* SET PROBLEM
Rewrite the lines from the one containing "Find the bush;" through the end of the records, putting "trace the outline" wherever "draw the outline" appears and keeping everything else the same.

* Contour labeling entries
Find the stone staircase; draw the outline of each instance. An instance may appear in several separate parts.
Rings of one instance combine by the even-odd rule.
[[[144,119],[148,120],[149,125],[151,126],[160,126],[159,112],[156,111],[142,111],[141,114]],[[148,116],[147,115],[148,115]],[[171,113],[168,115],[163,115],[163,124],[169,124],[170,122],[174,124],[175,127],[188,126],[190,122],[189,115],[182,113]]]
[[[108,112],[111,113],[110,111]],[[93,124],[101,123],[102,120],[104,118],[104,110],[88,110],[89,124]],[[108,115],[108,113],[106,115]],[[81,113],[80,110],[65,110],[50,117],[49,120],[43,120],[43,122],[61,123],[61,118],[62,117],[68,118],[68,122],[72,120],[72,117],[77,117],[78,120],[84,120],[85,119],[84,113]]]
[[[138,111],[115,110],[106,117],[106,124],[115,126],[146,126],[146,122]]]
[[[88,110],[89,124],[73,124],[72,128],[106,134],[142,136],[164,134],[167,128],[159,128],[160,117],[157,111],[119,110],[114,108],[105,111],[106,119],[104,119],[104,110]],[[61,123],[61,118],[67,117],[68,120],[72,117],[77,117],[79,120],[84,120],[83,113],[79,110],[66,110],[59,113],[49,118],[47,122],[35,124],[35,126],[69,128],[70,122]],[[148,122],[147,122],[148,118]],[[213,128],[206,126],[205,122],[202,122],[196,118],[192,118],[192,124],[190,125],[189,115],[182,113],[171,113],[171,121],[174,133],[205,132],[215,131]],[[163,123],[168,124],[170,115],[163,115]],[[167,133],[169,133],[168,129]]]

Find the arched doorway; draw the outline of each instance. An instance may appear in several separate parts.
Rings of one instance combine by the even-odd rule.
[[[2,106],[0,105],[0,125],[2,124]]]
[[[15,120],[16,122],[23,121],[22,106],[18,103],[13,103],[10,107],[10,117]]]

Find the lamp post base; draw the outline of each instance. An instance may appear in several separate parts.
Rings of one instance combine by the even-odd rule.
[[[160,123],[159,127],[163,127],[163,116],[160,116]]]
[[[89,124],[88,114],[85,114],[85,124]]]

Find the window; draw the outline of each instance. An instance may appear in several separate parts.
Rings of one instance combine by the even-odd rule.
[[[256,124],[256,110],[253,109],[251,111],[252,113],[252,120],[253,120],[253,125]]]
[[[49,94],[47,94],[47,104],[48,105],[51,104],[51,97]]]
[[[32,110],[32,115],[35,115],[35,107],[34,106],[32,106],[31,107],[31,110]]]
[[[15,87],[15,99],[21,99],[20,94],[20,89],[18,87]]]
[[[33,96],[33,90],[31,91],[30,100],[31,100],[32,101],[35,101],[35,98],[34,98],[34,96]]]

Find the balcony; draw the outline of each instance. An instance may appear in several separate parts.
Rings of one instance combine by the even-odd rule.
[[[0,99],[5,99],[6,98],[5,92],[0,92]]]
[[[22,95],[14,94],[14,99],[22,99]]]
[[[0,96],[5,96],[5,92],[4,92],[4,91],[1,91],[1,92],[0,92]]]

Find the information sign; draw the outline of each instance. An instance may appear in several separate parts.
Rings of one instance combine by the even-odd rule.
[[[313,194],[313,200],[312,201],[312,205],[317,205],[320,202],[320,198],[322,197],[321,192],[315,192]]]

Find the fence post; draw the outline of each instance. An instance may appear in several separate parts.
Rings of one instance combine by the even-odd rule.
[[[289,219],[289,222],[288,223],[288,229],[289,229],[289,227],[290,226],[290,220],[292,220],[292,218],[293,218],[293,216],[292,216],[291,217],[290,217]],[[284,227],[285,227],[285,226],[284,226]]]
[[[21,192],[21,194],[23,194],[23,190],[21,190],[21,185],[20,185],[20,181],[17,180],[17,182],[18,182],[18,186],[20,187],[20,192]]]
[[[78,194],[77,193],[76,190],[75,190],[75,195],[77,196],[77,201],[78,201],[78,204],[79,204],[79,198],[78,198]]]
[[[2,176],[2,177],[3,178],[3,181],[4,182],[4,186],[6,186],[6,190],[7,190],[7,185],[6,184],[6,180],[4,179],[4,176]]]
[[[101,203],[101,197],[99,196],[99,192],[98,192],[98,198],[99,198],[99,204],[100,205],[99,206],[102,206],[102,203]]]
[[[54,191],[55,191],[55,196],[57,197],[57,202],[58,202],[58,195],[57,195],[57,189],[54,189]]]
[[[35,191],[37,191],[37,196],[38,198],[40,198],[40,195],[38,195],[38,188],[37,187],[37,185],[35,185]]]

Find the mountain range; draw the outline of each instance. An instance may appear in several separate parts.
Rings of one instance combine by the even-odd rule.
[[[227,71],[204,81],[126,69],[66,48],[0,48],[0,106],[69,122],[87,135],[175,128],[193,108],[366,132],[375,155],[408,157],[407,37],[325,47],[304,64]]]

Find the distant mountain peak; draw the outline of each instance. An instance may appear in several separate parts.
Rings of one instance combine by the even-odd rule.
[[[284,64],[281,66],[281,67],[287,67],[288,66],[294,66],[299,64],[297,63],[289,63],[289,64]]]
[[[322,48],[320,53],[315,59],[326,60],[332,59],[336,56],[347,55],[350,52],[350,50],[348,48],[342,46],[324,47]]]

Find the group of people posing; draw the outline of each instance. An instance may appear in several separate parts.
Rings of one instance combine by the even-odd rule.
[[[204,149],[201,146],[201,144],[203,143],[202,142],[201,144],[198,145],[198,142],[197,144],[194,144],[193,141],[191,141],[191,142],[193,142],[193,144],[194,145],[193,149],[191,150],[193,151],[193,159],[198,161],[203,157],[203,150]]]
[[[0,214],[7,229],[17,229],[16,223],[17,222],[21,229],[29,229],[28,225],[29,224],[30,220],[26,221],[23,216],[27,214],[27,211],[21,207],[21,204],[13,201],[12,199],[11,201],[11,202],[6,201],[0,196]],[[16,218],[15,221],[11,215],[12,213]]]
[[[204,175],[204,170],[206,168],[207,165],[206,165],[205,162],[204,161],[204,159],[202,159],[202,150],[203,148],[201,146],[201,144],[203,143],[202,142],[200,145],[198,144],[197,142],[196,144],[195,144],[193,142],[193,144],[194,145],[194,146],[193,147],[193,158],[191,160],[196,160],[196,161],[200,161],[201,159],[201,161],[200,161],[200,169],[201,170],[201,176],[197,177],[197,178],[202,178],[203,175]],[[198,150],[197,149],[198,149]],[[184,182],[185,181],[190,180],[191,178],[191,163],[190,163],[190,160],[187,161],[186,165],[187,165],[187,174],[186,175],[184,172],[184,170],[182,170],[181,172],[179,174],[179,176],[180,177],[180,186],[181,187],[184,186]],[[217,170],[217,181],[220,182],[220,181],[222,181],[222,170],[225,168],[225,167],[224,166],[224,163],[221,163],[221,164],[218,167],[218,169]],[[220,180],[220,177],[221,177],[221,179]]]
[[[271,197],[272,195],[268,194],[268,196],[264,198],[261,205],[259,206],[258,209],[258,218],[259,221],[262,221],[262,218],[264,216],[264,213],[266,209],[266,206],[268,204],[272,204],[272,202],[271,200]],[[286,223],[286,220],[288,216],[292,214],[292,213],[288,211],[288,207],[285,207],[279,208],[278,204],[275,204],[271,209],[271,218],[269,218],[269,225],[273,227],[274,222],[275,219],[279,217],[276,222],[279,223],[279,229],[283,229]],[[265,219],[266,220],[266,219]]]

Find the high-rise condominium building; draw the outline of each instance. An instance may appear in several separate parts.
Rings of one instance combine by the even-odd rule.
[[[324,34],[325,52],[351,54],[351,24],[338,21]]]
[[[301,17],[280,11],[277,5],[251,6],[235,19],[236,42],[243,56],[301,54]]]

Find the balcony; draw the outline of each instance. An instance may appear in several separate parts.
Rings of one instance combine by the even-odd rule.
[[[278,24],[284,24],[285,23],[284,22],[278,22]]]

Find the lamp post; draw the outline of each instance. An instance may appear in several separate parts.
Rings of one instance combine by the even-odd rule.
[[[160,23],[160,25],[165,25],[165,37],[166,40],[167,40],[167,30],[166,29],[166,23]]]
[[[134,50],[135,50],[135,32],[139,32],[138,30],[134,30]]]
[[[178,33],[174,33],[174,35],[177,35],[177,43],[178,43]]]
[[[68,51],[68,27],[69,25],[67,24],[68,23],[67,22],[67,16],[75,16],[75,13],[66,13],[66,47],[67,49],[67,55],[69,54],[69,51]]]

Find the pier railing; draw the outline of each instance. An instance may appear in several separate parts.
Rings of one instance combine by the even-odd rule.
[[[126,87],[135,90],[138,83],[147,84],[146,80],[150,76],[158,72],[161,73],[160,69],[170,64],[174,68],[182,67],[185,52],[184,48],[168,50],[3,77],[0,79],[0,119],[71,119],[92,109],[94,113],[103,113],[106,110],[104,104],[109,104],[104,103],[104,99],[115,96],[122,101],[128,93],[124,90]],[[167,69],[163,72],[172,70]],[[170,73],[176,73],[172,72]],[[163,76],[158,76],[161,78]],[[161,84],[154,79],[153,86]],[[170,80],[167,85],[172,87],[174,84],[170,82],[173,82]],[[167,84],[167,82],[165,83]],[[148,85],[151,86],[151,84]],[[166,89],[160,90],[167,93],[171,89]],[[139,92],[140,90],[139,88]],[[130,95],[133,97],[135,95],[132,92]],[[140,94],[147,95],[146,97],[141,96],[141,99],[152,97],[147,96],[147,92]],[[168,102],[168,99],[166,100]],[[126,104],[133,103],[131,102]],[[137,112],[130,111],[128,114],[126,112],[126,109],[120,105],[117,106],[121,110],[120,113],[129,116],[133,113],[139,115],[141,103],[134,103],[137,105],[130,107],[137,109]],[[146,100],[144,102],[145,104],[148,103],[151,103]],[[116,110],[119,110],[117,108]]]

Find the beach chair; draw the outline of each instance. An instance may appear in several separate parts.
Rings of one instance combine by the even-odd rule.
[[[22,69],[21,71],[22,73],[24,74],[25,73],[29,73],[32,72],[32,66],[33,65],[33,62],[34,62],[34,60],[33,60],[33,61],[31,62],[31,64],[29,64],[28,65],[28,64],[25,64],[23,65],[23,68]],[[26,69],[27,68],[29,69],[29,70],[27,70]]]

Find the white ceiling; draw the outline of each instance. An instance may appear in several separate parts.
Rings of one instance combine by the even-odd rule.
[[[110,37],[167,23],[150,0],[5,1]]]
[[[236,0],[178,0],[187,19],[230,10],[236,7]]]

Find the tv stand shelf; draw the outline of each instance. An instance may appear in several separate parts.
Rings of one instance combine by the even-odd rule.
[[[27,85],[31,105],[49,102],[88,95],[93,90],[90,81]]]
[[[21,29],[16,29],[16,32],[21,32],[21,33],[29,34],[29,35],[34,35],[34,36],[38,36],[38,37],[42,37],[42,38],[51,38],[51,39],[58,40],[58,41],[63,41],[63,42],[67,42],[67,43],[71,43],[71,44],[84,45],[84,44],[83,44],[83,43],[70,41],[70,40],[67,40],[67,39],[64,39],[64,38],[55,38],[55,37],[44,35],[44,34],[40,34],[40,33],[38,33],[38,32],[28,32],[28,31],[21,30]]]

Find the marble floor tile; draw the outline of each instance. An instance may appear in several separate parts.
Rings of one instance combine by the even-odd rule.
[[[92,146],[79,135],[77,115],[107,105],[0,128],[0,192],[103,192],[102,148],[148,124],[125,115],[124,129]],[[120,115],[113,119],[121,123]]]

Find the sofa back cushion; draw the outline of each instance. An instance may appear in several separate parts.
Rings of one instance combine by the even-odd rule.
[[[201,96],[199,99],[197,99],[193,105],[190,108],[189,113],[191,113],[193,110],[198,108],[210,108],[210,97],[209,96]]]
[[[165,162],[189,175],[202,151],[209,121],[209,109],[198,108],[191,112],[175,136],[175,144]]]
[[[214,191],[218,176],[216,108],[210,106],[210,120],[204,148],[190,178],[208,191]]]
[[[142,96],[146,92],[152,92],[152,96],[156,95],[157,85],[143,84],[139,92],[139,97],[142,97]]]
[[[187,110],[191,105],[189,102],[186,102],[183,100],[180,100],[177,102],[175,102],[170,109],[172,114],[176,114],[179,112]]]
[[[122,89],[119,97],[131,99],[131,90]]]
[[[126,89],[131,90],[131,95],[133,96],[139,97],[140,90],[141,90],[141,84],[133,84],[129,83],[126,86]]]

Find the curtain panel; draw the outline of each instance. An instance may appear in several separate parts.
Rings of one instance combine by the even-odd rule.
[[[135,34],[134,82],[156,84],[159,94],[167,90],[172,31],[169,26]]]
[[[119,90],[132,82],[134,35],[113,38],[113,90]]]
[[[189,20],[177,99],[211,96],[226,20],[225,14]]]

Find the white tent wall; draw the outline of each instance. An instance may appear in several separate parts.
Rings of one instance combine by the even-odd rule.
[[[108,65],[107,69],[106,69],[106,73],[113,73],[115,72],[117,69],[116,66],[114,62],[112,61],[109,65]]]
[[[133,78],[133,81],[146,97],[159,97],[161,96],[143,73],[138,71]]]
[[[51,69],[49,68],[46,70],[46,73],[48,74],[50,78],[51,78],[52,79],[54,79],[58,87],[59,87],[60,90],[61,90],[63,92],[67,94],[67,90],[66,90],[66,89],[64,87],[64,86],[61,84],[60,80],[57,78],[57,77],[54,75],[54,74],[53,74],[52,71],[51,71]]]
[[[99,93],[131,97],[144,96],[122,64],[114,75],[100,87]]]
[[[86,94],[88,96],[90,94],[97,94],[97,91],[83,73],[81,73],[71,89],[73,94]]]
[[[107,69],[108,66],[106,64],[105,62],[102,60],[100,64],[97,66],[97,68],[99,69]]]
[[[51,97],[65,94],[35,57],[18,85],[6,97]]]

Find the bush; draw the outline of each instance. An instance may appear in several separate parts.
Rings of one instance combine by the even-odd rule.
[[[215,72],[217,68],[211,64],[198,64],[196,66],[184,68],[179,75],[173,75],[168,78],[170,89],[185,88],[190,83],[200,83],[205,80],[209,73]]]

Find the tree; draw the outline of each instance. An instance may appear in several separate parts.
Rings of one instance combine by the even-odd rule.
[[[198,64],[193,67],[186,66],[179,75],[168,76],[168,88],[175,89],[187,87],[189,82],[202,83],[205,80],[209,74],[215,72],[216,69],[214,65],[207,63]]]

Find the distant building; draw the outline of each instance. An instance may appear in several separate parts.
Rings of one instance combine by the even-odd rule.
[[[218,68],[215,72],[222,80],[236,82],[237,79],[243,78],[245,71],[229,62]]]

* WRITTEN ANSWER
Find the bush; trace the outline of each instance. An instance may appear in several separate parts.
Rings of one instance combine by the even-odd rule.
[[[215,72],[217,68],[211,64],[198,64],[196,66],[184,68],[179,75],[173,75],[168,78],[170,89],[185,88],[190,83],[200,83],[205,80],[209,73]]]

Find the tree; trace the outline of each instance. An instance may appear in several separate parts.
Rings of one instance combine by the even-odd rule.
[[[198,64],[193,67],[186,66],[179,75],[168,76],[168,88],[175,89],[187,87],[189,82],[202,83],[205,80],[209,74],[215,72],[216,69],[214,65],[207,63]]]

Find the distant building; trace the outline of each instance. An instance may appear in several separate parts.
Rings of one instance combine by the even-odd rule.
[[[218,68],[215,72],[222,80],[236,82],[237,79],[243,78],[245,71],[229,62]]]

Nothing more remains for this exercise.